[Point localization data]
╔══
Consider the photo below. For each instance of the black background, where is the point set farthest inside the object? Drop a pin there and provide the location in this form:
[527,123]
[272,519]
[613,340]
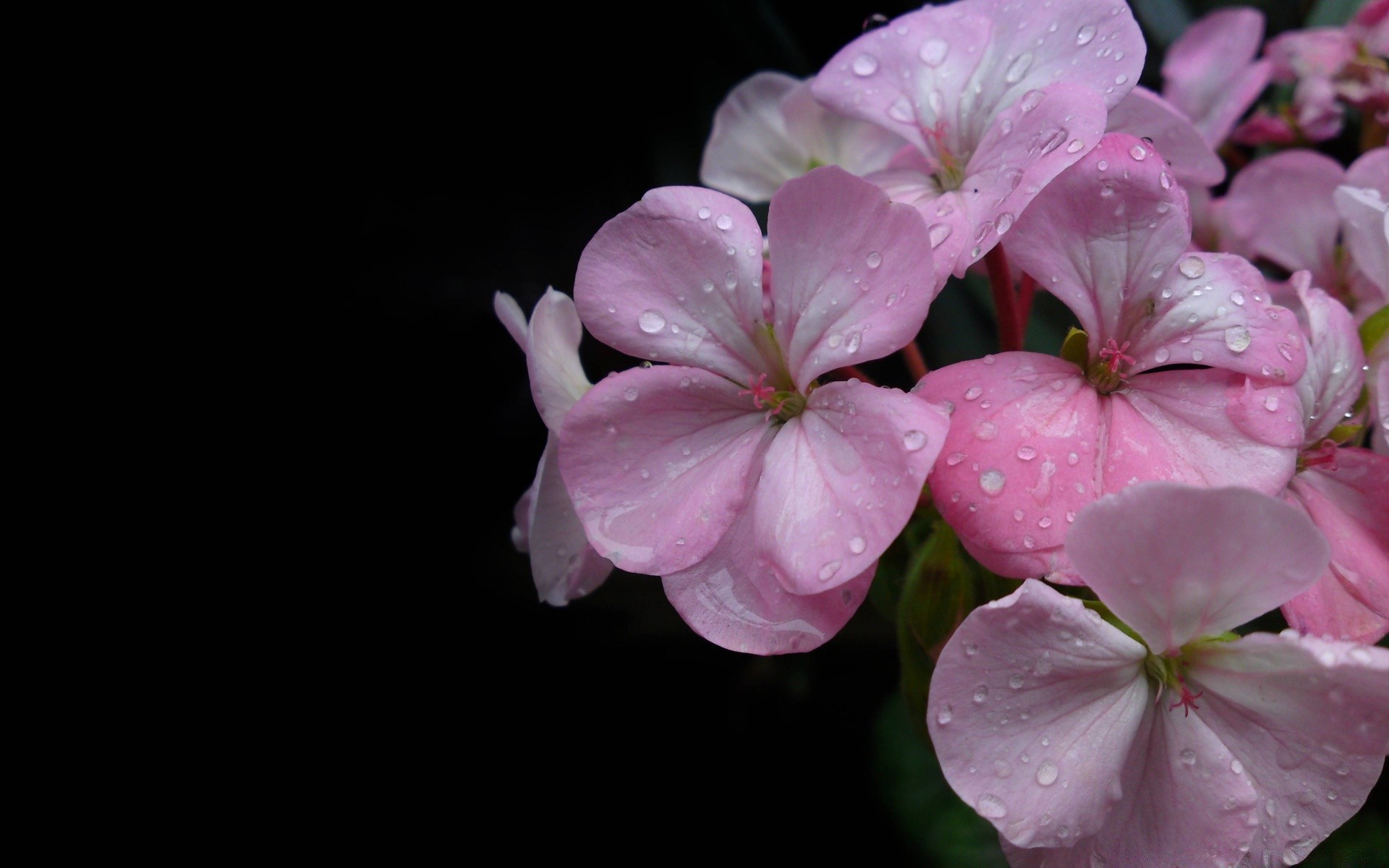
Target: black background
[480,153]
╚══
Transcribe each record exactly as it appears, but omit every picture.

Consider the photo below. For each instance of the black background, where is the point set farthest inside the object? Drop a pin there and provide the location in this form:
[527,123]
[272,519]
[613,340]
Target: black background
[480,153]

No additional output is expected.